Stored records
— Begin —

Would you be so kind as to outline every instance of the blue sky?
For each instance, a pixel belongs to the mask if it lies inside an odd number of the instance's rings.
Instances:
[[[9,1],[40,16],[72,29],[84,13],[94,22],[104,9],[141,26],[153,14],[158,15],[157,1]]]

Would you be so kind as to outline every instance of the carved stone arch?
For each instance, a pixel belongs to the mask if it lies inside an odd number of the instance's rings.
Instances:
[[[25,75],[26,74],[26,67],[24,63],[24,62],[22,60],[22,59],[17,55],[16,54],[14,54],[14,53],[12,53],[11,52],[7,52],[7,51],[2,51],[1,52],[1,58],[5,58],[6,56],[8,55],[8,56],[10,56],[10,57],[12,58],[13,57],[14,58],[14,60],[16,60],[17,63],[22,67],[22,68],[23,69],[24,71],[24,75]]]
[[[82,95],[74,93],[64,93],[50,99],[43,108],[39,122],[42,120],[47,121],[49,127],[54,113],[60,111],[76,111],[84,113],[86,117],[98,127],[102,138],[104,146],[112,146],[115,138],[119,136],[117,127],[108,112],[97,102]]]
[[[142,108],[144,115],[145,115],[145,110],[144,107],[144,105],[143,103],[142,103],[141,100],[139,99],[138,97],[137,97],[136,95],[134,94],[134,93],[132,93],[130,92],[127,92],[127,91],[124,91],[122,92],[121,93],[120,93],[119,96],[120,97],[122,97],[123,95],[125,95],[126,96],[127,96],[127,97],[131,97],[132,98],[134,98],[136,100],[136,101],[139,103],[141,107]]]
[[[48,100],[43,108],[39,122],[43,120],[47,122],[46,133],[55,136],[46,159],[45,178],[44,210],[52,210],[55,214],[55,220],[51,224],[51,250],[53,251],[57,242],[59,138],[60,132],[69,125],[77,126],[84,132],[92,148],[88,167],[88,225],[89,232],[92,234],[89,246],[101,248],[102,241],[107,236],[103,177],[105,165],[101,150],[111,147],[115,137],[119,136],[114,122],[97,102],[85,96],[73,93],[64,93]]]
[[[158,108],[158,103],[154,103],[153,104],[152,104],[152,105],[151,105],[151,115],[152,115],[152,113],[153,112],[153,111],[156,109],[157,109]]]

— End —

Job: Could you change "outline" to "trace" in all the rows above and write them out again with everything else left as it is?

Answer to the task:
Would you be so kind as to trace every instance of the blue sky?
For each instance, a pixel belongs to the mask if it lies inside an odd number of the instance's rings.
Instances:
[[[9,1],[40,16],[72,29],[84,13],[94,22],[104,9],[141,26],[153,14],[158,15],[157,1]]]

Would you be so kind as to trace every instance of the carved stone arch?
For each instance, a pixel belongs to the mask if it lies inside an odd number of the instance's rings.
Instances:
[[[25,75],[26,74],[26,67],[24,63],[24,62],[22,60],[22,59],[17,55],[16,54],[14,54],[14,53],[12,53],[11,52],[7,52],[7,51],[2,51],[1,52],[1,58],[5,58],[6,56],[8,55],[8,56],[10,56],[10,57],[12,58],[13,57],[14,58],[14,60],[16,60],[17,63],[22,67],[22,68],[23,69],[24,71],[24,75]]]
[[[82,95],[74,93],[64,93],[50,99],[43,108],[39,122],[42,120],[47,121],[49,127],[54,113],[60,111],[76,111],[84,113],[86,117],[98,127],[102,138],[104,146],[112,146],[115,138],[119,136],[117,127],[108,112],[97,102]]]
[[[142,108],[144,115],[145,115],[145,110],[144,107],[144,105],[143,103],[142,103],[141,100],[139,99],[138,97],[137,97],[136,95],[134,94],[134,93],[132,93],[130,92],[127,92],[127,91],[124,91],[122,92],[121,93],[120,93],[119,96],[120,97],[122,97],[123,95],[125,95],[126,96],[127,96],[127,97],[131,97],[132,98],[134,98],[136,100],[136,101],[139,103],[141,107]]]
[[[48,100],[43,108],[39,122],[43,120],[47,122],[46,133],[55,136],[46,159],[45,178],[44,210],[52,210],[55,214],[55,220],[51,224],[51,250],[53,251],[57,242],[59,138],[60,132],[69,125],[77,126],[84,132],[92,148],[88,167],[88,225],[89,232],[92,234],[89,246],[101,248],[102,241],[107,236],[103,177],[105,165],[101,150],[111,147],[115,137],[119,136],[114,122],[97,102],[85,96],[73,93],[64,93]]]
[[[158,108],[158,103],[154,103],[153,104],[152,104],[152,105],[151,105],[151,115],[152,115],[152,113],[153,112],[153,111],[156,109],[157,109]]]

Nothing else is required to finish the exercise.